• Task set
a - From the passage on Van Buren, extract the text starting with "After a brief" and going on through "the slave states.".
b - According to the passage on Van Buren, on what date did he reach New York after his brief tour through Europe?
c - List every distinct year mentioned in the passage on Van Buren.

• Quoted text

-- Begin --

In December 1829, Jackson had already made known his wish that Van Buren receive the nomination. In April 1831, Van Buren resigned as Secretary of State as a result of the Petticoat affair - though he did not leave office until June. Van Buren still played a part in the Kitchen Cabinet. In August 1831 Van Buren was appointed Minister to the United Kingdom and he arrived in London in September. He was cordially received, but in February, he learned that his nomination had been rejected by the Senate on January 25th, 1832. The rejection, ostensibly attributed in large part to Van Buren's instructions to Louis McLane, the American minister to Britain, regarding the opening of the West Indies trade, in which reference had been made to the results of the election of 1828, was the work of Calhoun, the vice-president. When the vote was taken, enough of the majority refrained from voting to produce a tie and give Calhoun his longed-for "vengeance." No greater impetus than this could have been given to Van Buren's candidacy for the vice-presidency.
After a brief tour through Europe, Van Buren reached New York on July 5, 1832. The 1832 Democratic National Convention, the party's first and held in May, had nominated him for vice-president on the Jackson ticket, despite the strong opposition to him which existed in many states. Van Buren's platform included supporting the expansion of the naval system. His declarations during the campaign were vague regarding the tariff and unfavorable to the United States Bank and to nullification, but he had already somewhat placated the South by denying the right of Congress to abolish slavery in the District of Columbia without the consent of the slave states.

-- End --

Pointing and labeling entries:
-- Begin --

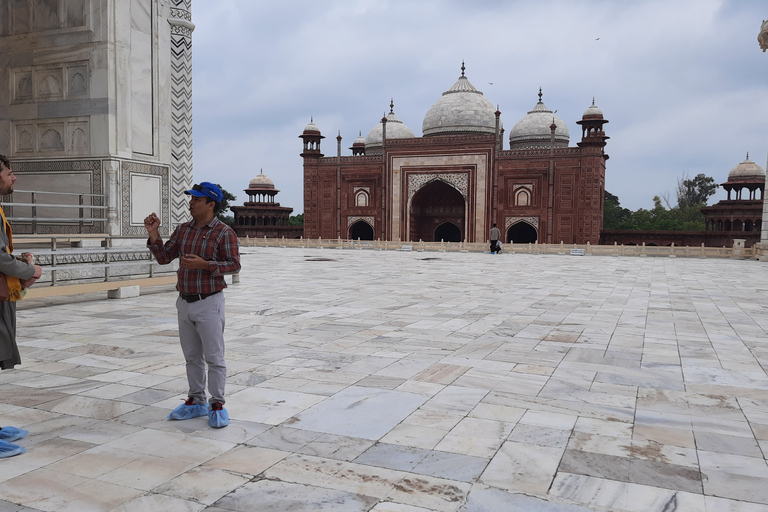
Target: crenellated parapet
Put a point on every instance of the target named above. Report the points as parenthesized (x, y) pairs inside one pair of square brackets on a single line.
[(180, 19)]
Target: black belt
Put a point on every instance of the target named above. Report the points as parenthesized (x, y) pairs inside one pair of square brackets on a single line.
[(194, 297)]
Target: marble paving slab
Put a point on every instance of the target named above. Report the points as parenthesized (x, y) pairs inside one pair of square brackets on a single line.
[(385, 382)]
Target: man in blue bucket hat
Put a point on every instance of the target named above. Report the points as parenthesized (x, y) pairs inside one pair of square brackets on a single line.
[(207, 249)]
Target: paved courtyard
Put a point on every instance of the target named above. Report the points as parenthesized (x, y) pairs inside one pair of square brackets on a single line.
[(408, 382)]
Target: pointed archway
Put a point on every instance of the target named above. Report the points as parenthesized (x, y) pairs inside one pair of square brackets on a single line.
[(434, 205), (361, 230), (522, 233), (448, 232)]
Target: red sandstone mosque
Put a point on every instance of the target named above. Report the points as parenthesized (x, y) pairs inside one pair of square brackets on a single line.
[(456, 180)]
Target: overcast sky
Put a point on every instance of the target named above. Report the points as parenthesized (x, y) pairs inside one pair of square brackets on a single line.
[(682, 82)]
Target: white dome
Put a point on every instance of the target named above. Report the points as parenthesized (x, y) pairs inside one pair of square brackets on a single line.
[(533, 131), (311, 127), (395, 130), (593, 111), (261, 181), (746, 170), (461, 109)]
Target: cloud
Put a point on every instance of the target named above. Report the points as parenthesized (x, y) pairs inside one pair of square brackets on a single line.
[(682, 83)]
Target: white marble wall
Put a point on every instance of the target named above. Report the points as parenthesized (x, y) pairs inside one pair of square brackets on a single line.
[(91, 80)]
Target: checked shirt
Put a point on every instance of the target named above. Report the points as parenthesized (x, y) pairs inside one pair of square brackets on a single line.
[(215, 242)]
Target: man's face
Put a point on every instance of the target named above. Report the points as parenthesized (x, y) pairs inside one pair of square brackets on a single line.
[(7, 179), (199, 207)]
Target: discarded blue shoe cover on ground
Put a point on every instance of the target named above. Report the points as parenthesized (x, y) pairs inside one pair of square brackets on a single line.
[(187, 412), (9, 450), (12, 433), (218, 418)]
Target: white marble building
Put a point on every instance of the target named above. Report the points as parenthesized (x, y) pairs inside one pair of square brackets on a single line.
[(762, 39), (96, 98)]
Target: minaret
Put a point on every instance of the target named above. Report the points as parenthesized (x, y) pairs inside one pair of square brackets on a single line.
[(312, 137)]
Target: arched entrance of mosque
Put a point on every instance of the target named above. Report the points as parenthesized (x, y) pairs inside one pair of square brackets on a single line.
[(437, 211), (522, 233), (361, 230), (448, 232)]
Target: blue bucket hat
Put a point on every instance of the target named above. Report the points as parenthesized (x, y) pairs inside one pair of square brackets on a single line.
[(206, 189)]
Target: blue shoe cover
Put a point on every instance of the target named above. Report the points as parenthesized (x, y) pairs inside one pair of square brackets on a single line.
[(218, 419), (12, 433), (9, 450), (187, 412)]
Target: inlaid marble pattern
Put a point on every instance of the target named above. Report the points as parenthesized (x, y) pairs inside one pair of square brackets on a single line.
[(389, 382)]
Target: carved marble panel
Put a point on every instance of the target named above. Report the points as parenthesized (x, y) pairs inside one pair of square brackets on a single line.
[(133, 209), (75, 16), (45, 15), (22, 89), (25, 138), (50, 137), (77, 81), (49, 83), (78, 138)]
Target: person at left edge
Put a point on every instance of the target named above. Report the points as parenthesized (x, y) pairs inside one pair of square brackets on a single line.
[(19, 274), (207, 249)]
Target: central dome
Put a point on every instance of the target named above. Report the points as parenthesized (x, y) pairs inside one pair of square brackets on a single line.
[(461, 109)]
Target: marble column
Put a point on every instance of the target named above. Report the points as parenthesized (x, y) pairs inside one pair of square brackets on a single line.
[(762, 246), (113, 196), (180, 20)]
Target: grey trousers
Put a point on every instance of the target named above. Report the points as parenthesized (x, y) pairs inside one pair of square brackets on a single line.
[(201, 332)]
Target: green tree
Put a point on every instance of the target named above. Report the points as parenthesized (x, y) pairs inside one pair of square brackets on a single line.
[(684, 215), (614, 216), (696, 191)]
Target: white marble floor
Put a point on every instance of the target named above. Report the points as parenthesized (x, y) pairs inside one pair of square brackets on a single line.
[(408, 382)]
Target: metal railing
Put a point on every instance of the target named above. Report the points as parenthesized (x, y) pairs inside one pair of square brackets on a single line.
[(34, 204), (89, 264), (509, 248)]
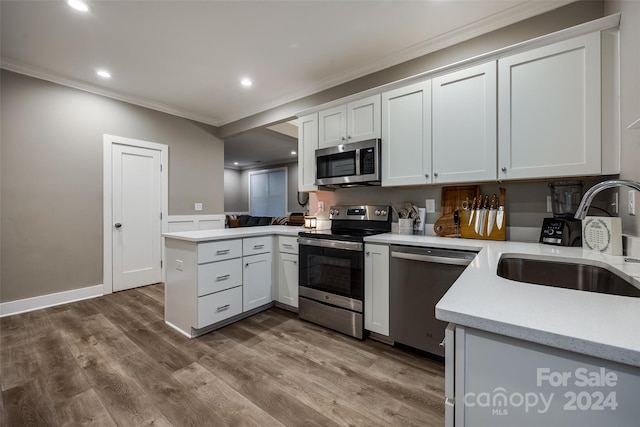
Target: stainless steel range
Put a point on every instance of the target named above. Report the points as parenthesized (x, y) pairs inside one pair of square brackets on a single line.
[(331, 267)]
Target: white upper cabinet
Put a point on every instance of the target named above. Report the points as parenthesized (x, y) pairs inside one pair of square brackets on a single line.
[(464, 125), (352, 122), (550, 111), (406, 135), (307, 146)]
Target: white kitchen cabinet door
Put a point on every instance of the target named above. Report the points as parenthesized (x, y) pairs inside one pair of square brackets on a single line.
[(406, 135), (464, 125), (256, 281), (549, 111), (307, 146), (288, 280), (332, 126), (363, 119), (353, 122), (376, 289)]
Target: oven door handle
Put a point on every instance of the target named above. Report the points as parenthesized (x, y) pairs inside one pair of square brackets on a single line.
[(332, 244), (431, 258)]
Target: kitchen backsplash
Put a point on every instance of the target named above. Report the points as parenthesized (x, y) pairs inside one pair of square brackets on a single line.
[(526, 201)]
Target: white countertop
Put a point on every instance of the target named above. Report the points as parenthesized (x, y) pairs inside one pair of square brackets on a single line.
[(600, 325), (234, 233)]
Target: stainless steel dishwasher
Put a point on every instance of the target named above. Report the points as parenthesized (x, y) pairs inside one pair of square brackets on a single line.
[(418, 278)]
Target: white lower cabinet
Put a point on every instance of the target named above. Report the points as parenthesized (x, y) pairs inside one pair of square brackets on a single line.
[(256, 287), (376, 288), (216, 307), (212, 282)]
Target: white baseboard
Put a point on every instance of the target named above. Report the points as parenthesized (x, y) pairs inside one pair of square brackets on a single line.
[(36, 303)]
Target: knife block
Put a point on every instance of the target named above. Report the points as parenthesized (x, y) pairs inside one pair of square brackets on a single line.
[(468, 231)]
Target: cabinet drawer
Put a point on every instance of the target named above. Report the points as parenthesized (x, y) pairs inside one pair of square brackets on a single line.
[(218, 276), (288, 244), (216, 307), (256, 245), (220, 250)]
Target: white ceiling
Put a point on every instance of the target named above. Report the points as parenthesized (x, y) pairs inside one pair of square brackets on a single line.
[(187, 57)]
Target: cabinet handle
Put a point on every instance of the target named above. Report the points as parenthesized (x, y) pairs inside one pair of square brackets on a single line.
[(223, 308)]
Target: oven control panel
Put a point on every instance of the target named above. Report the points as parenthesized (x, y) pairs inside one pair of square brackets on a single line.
[(361, 213)]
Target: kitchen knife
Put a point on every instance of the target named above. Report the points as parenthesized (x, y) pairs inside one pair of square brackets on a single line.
[(483, 215), (492, 215), (472, 209), (478, 215), (500, 215)]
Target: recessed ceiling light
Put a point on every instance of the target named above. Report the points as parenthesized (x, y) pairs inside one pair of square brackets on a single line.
[(78, 5)]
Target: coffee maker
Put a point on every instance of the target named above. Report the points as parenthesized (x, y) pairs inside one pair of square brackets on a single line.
[(563, 229)]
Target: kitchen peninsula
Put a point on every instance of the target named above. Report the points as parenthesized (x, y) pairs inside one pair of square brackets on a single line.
[(216, 277)]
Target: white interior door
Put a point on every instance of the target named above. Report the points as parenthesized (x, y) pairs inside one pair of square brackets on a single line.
[(136, 215)]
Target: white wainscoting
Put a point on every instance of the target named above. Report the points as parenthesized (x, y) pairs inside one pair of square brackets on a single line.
[(195, 222), (44, 301)]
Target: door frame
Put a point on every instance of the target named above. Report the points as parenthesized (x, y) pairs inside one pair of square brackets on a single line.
[(108, 142)]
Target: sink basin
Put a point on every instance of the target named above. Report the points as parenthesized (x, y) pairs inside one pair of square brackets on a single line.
[(566, 273)]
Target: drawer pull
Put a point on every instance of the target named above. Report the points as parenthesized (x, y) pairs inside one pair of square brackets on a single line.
[(223, 308)]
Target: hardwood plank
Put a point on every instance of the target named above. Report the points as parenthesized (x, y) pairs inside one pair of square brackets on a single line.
[(177, 404), (232, 407), (124, 399), (28, 404), (84, 409), (269, 369)]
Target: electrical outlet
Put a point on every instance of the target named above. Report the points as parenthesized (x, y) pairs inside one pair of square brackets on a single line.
[(430, 205)]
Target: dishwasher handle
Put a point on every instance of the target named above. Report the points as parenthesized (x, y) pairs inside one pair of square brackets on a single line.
[(431, 258)]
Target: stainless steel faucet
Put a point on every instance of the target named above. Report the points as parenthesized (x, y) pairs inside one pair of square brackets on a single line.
[(591, 193)]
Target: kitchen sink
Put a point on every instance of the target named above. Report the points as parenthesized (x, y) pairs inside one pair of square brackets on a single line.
[(566, 273)]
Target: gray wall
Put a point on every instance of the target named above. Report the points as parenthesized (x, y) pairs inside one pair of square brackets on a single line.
[(236, 188), (51, 179), (564, 17)]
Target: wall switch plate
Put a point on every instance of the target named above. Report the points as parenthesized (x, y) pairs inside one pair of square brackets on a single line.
[(430, 205)]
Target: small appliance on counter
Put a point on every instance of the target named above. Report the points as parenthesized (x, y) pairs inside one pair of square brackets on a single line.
[(563, 229)]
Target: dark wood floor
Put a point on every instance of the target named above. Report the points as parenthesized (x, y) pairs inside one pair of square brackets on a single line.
[(113, 361)]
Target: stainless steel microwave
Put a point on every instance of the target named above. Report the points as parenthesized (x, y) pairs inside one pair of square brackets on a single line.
[(347, 165)]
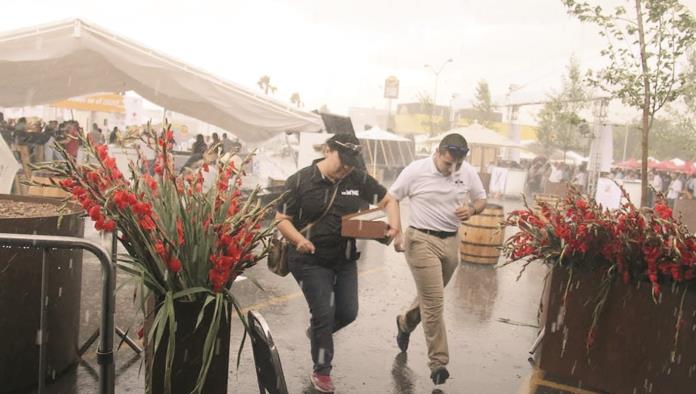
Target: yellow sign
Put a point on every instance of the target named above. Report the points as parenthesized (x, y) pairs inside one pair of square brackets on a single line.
[(391, 87), (106, 102)]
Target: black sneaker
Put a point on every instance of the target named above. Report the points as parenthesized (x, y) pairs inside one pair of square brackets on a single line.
[(401, 336), (439, 375)]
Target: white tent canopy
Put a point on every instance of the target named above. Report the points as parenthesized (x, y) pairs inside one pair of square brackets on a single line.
[(52, 62), (379, 134), (477, 134)]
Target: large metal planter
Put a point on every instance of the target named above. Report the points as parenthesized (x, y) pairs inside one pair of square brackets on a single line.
[(20, 299), (634, 348)]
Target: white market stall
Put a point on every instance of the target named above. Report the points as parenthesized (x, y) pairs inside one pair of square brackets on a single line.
[(485, 145), (385, 150), (47, 63)]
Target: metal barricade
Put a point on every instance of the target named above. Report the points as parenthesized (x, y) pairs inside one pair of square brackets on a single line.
[(105, 355)]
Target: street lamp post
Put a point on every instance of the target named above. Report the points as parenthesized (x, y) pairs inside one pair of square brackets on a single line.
[(437, 76)]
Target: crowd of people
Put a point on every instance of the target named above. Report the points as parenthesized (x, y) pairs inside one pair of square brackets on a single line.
[(36, 139), (33, 141), (541, 171)]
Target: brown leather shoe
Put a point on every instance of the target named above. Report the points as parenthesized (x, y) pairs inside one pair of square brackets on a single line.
[(402, 336)]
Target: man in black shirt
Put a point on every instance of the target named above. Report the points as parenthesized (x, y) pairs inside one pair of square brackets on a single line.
[(322, 261)]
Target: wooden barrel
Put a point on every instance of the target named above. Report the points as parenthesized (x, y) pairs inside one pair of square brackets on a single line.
[(482, 236), (42, 187)]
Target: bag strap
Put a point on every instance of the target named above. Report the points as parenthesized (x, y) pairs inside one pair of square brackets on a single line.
[(328, 207)]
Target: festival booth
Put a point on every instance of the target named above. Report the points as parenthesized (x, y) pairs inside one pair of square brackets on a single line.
[(384, 151), (48, 63), (485, 146)]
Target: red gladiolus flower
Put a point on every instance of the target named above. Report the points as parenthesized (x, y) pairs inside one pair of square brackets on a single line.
[(67, 183), (147, 224), (160, 249), (664, 211), (109, 225), (174, 264), (180, 231)]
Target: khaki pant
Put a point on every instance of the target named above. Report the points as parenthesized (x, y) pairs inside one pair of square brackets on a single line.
[(432, 261)]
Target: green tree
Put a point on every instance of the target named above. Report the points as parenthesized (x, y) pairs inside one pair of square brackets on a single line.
[(559, 119), (485, 109), (265, 84), (643, 50)]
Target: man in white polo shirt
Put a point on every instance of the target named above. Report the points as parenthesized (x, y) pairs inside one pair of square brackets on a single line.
[(444, 191)]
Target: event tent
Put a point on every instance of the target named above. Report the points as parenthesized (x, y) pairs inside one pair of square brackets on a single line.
[(485, 144), (43, 64), (385, 149), (479, 135)]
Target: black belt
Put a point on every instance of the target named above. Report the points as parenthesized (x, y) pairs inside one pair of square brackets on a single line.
[(439, 234)]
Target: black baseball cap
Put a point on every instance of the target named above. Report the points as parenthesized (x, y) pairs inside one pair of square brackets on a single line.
[(348, 148)]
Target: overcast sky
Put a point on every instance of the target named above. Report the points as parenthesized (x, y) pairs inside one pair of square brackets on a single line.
[(339, 53)]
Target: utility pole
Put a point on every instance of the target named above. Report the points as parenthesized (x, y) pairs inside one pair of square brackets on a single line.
[(437, 76)]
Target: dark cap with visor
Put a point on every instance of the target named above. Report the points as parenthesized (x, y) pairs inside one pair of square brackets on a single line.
[(348, 148)]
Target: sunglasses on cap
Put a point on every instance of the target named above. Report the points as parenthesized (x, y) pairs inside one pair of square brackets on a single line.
[(454, 150), (348, 145)]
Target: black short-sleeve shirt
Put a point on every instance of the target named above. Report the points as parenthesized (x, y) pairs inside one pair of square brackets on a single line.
[(307, 194)]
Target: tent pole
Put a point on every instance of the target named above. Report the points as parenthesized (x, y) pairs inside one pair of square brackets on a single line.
[(374, 160)]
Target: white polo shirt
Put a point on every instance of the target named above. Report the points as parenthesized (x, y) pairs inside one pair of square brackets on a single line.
[(433, 196)]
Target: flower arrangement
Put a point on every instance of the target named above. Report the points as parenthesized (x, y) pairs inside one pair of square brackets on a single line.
[(627, 244), (184, 243)]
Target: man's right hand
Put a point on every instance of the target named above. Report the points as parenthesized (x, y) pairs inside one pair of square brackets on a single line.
[(306, 246)]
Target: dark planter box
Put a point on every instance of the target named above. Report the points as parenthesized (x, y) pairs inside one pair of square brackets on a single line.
[(20, 299), (188, 352), (634, 343)]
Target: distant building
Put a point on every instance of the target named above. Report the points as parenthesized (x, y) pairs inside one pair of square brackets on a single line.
[(415, 118), (374, 117)]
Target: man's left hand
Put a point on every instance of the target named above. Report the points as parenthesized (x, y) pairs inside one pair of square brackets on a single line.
[(464, 213)]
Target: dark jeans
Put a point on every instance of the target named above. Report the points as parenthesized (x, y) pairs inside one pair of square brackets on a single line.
[(331, 290)]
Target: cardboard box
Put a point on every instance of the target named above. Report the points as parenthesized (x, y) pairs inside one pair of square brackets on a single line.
[(369, 224)]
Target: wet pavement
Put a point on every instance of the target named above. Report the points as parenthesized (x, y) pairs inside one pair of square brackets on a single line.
[(491, 322)]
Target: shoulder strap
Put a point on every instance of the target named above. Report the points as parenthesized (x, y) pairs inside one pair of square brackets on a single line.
[(333, 197)]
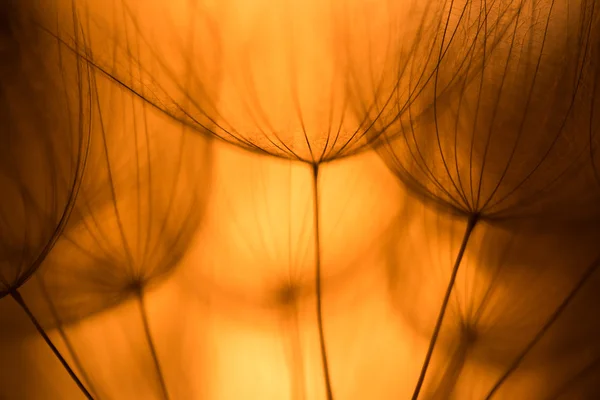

-- End --

• Outputs for the tasks
a -
After a brief tour through Europe, Van Buren reached New York on July 5, 1832. The 1832 Democratic National Convention, the party's first and held in May, had nominated him for vice-president on the Jackson ticket, despite the strong opposition to him which existed in many states. Van Buren's platform included supporting the expansion of the naval system. His declarations during the campaign were vague regarding the tariff and unfavorable to the United States Bank and to nullification, but he had already somewhat placated the South by denying the right of Congress to abolish slavery in the District of Columbia without the consent of the slave states.

b - July 5, 1832

c - 1828, 1829, 1831, 1832